He pointed to the pope washing the feet of young people, including young women, in a detention center on Holy Thursday. Catholics used to experiencing a stylized foot-washing ritual were surprised to see the pope in such a humble role before the youths.
"Pope Francis replicated the surprise and the shock of the apostles, even as he dismayed those who prefer the stylized liturgy in a basilica," said O'Malley, a member of the Council of Cardinals, which advises the pope on major initiatives. "The Holy Father was jostling our imagination because we've grown so complacent that we can no longer see beyond the familiar customs to glimpse a challenging truth."
All of the evening's speakers expounded on Pope Francis' love for the poor and his call for mercy.
Malone said some Catholics run the risk of "being religious, but not spiritual" and viewing truth as an idea, not the person Jesus.
"The Holy Father isn't saying that the rules are wrong, only that they're not the essence of our faith. Relationship is the essence of our faith," he said. "The rules only exist to safeguard relationships. The Catechism of the (Catholic) Church expresses the tradition of the church and its pilgrim journey to the fullness of life and love. In other words, it is not a penal code."

• _Extracted data_:
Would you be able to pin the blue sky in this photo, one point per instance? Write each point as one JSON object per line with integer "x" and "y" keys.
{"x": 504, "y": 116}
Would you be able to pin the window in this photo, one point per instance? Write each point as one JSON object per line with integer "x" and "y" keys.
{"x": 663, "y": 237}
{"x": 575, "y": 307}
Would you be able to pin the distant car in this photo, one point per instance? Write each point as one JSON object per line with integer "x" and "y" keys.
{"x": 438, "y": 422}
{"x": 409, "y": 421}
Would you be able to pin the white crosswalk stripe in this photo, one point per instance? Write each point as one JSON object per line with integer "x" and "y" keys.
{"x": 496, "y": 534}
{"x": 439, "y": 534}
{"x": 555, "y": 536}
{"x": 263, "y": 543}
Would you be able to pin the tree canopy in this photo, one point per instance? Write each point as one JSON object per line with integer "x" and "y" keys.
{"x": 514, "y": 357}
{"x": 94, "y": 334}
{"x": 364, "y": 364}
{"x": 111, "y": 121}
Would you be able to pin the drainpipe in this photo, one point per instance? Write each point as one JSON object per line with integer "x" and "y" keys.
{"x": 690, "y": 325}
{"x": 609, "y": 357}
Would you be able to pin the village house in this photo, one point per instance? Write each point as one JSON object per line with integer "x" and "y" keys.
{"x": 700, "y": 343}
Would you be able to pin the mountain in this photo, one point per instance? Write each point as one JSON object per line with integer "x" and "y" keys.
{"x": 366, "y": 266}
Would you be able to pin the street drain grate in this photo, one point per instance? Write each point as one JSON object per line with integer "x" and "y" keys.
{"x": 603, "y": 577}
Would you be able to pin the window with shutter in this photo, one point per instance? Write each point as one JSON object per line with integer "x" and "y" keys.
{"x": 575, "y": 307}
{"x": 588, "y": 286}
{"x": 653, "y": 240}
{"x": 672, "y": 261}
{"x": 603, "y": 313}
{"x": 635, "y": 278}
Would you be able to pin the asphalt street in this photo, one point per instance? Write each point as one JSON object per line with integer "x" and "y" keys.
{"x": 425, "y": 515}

• _Try it_: Extend the news report on the speakers' remarks about Pope Francis, picking up right after its final paragraph.

• _Response_:
Alvare focused on Pope Francis' call for women to assume a greater presence in the church. For a blueprint of how that might look, she said, one only has to look to Pope Francis. His relational and familial approaches reflect "women's capacity to put other people at the center of the universe," she said.
"It is the Marian face of the church, and the world's over-the-top reaction to it is a striking indication of the need for it," she said.
She cautioned that there might be a temptation within the church to admire and value the contributions of women in theory, but not in fact.
"It will take more than goodwill to grasp and promote a Marian church and the gifts that women provide in it and for it," she said. "One needs women not only on the front lines, but in the back office and also the executive suite. Obviously, not in the spirit of careerism, but in the same spirit of servant leadership that Pope Francis is inviting."
Robinson also spoke of Pope Francis' call for women's leadership, which should arise "not for the sake of women, but for the sake of the church." She suggested Catholics reflect on the role of St. Clare, who formed a women's religious community to participate in St. Francis' work.
Rosica said people can get hung up on the externals of Pope Francis' ministry -- driving a Ford Focus, wearing simpler garments, making a jam sandwich for a member of the Swiss Guard protecting his apartment -- and miss the heart of the message.
"Everything he's doing now is not just imitation of his patron saint ... it's a reflection of someone else: the child of Bethlehem who would grow up to become a man of the cross," the priest said.
He added: "Francis is giving the world a very powerful glimpse into the heart and the mind of God."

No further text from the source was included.